§ **TASK REQUIREMENTS**
Copy the records. Keep every line exactly as it is.

Data items:
####################

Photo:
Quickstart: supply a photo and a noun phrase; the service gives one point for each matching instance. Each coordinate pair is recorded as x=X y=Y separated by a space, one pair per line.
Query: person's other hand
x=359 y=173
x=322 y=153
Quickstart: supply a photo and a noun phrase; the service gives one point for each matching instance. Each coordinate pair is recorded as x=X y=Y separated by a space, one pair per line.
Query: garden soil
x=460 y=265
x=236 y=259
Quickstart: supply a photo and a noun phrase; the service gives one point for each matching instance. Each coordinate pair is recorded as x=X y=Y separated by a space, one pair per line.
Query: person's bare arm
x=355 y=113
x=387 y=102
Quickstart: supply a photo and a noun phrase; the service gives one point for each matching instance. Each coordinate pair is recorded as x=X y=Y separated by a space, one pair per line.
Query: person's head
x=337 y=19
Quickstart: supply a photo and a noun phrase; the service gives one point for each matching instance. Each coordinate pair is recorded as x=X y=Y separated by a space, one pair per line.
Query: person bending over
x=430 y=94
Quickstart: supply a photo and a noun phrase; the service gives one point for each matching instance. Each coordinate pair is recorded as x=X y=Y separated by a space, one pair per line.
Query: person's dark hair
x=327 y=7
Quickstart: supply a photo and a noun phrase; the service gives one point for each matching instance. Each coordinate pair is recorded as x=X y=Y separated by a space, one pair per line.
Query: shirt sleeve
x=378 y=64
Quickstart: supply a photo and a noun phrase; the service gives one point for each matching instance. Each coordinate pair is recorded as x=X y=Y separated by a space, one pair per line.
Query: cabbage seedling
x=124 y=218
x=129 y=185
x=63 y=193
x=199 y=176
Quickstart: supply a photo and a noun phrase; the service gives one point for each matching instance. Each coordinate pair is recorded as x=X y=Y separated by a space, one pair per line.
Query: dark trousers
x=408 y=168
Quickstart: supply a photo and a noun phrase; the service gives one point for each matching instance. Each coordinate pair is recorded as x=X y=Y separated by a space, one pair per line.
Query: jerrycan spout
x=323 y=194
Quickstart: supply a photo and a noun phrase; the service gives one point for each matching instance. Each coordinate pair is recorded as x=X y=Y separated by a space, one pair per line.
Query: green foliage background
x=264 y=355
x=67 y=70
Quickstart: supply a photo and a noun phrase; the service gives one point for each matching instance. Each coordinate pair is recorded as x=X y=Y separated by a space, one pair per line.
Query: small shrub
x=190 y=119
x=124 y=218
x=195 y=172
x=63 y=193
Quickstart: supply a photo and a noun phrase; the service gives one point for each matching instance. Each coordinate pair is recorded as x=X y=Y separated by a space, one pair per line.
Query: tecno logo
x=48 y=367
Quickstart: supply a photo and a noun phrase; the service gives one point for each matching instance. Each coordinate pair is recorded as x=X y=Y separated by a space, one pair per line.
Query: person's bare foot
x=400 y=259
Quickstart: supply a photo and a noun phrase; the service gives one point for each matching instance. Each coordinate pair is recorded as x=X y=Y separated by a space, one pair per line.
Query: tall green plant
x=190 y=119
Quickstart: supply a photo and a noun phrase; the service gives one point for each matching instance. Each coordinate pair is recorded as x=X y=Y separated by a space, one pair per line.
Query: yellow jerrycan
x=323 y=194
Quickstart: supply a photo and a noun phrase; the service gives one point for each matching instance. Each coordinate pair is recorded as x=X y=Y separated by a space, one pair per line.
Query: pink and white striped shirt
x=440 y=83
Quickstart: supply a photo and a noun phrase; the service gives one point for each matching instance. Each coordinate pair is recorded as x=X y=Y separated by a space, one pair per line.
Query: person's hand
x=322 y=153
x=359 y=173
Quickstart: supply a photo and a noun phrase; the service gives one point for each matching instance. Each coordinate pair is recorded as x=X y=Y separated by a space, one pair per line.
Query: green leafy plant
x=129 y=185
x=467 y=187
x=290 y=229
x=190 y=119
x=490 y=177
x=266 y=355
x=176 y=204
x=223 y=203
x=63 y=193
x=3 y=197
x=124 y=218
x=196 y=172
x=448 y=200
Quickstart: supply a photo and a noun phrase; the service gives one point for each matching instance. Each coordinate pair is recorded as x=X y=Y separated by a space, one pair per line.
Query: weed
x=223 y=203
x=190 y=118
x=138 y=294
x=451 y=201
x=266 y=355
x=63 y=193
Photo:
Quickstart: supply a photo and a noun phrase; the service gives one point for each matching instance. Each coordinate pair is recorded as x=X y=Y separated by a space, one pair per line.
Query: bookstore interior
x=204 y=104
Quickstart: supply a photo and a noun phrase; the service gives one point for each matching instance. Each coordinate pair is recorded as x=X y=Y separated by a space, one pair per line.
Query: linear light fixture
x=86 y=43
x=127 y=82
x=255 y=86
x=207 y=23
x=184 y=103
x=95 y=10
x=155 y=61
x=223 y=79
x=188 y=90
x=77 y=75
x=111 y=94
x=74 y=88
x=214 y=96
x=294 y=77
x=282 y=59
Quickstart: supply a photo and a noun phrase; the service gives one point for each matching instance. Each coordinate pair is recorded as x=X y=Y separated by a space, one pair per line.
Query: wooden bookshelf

####################

§ **OUTPUT**
Photo:
Quickstart: supply a photo and a noun phrase; the service gives one point for each matching instance. Each coordinate pair is recorded as x=X y=Y separated by a space, one pair per line.
Query: person's other hand
x=359 y=173
x=322 y=153
Quickstart: supply a photo and a noun phrase; the service gives one point for each matching instance. Each coordinate pair is recorded as x=X y=Y separated by a space, one pair per line.
Query: garden soil
x=460 y=265
x=236 y=259
Quickstart: supply a photo and a noun phrase; the service gives one point for each matching instance. Each coordinate pair is recorded as x=X y=Y separated by a space, one pair per line.
Query: person's bare arm
x=355 y=113
x=387 y=102
Quickstart: supply a photo and a noun phrase; the service gives one point for each matching instance. Each coordinate pair is recorded as x=X y=Y separated by a space, one pair per line.
Query: person's head
x=337 y=19
Quickstart: supply a photo and a noun phrase; the service gives one point for each matching instance. Each coordinate pair is recorded as x=X y=Y separated by a space, one pair per line.
Query: person bending over
x=430 y=94
Quickstart: supply a photo and a noun phrase; the service gives one point for each matching instance. Each coordinate pair is recorded as x=X y=Y separated by a space, one pair per line.
Query: person's dark hair
x=327 y=7
Quickstart: supply a photo and a noun phrase; the service gives one point for each matching instance. Each coordinate pair is recorded as x=X y=Y separated by a space, one pair per line.
Query: shirt sleeve
x=378 y=64
Quickstart: supply a photo and a noun phrase; the service gives one point for each matching instance. Each coordinate pair is recorded as x=X y=Y separated by a space, one pair per line.
Query: cabbage seedling
x=124 y=218
x=129 y=185
x=63 y=193
x=199 y=176
Quickstart: supply a photo and a noun phrase; the service gives one point for each matching instance. Each coordinate pair is recorded as x=X y=Y separated by a space, one pair per line.
Query: dark trousers
x=408 y=168
Quickstart: supply a photo and a noun phrase; the service gives one point for each matching instance. Each coordinate pair is recorded as x=X y=Y separated by a space, one pair per line.
Query: jerrycan spout
x=323 y=194
Quickstart: supply a photo and a noun phrase; the service gives one point for each matching instance. Each coordinate pair is recorded as x=X y=Y separated by a space, one pair per line.
Query: green foliage background
x=264 y=355
x=67 y=70
Quickstart: supply a photo and a noun phrase; the service gives one point for each matching instance. Each coordinate pair is recorded as x=X y=Y separated by a space, one pair per line.
Query: small shrub
x=190 y=119
x=124 y=218
x=195 y=172
x=63 y=193
Quickstart: supply a photo and a noun phrase; the service gives one point for each matching instance. Each coordinate pair is recorded as x=X y=Y separated by a space, one pair per line.
Query: tecno logo
x=48 y=367
Quickstart: supply a photo and a noun phrase; the service gives one point for each matching instance. Each coordinate pair is recorded as x=X y=Y separated by a space, one pair per line.
Query: person's bare foot
x=400 y=259
Quickstart: supply a photo and a noun phrase; the service gives one point for each matching instance. Each coordinate pair is recorded as x=X y=Y separated by a space, one pair per line.
Query: tall green plant
x=190 y=119
Quickstart: supply a photo and a noun phrase; the service gives one point for each matching instance. Each coordinate pair is recorded as x=X y=Y separated by a space, one pair per line.
Query: yellow jerrycan
x=323 y=194
Quickstart: supply a photo and a noun phrase; the service gives one point for each matching instance. Each coordinate pair is recorded as x=X y=Y separated by a space, one pair per line.
Query: pink and white striped shirt
x=440 y=83
Quickstart: supply a photo and a noun phrase; the service gives one point for each matching instance. Each coordinate pair is recorded as x=X y=Y separated by a space, one pair per line.
Query: person's hand
x=322 y=153
x=359 y=173
Quickstart: supply a photo and a noun phrase; the service gives one point for each matching instance. Each coordinate pair is recorded as x=X y=Y separated by a space, one pair per line.
Query: green leafy plant
x=129 y=185
x=467 y=187
x=290 y=229
x=190 y=119
x=490 y=177
x=266 y=355
x=176 y=204
x=223 y=203
x=63 y=193
x=3 y=197
x=124 y=218
x=196 y=172
x=448 y=200
Quickstart: supply a photo and a noun phrase; the service gives one point for each matching instance. Each coordinate pair is recorded as x=X y=Y separated by a space, one pair per line.
Query: weed
x=223 y=203
x=190 y=118
x=138 y=294
x=451 y=201
x=266 y=355
x=63 y=193
Photo:
Quickstart: supply a photo and a noun phrase; the service gives one point for each matching instance. Each coordinate pair is recorded as x=X y=Y separated by a space, one pair per line.
Query: bookstore interior
x=204 y=104
Quickstart: supply a photo and a noun phrase; the service gives one point for each matching instance. Each coordinate pair is recorded as x=X y=Y separated by a space, one pair per line.
Query: linear light fixture
x=86 y=43
x=127 y=82
x=255 y=86
x=207 y=23
x=184 y=103
x=95 y=10
x=155 y=61
x=223 y=79
x=188 y=90
x=77 y=75
x=111 y=94
x=74 y=88
x=214 y=96
x=294 y=77
x=282 y=59
Quickstart: supply a photo and a noun phrase; the service gives one point for each matching instance. Each coordinate pair is recorded as x=X y=Y separated by a space, one pair per line.
Query: wooden bookshelf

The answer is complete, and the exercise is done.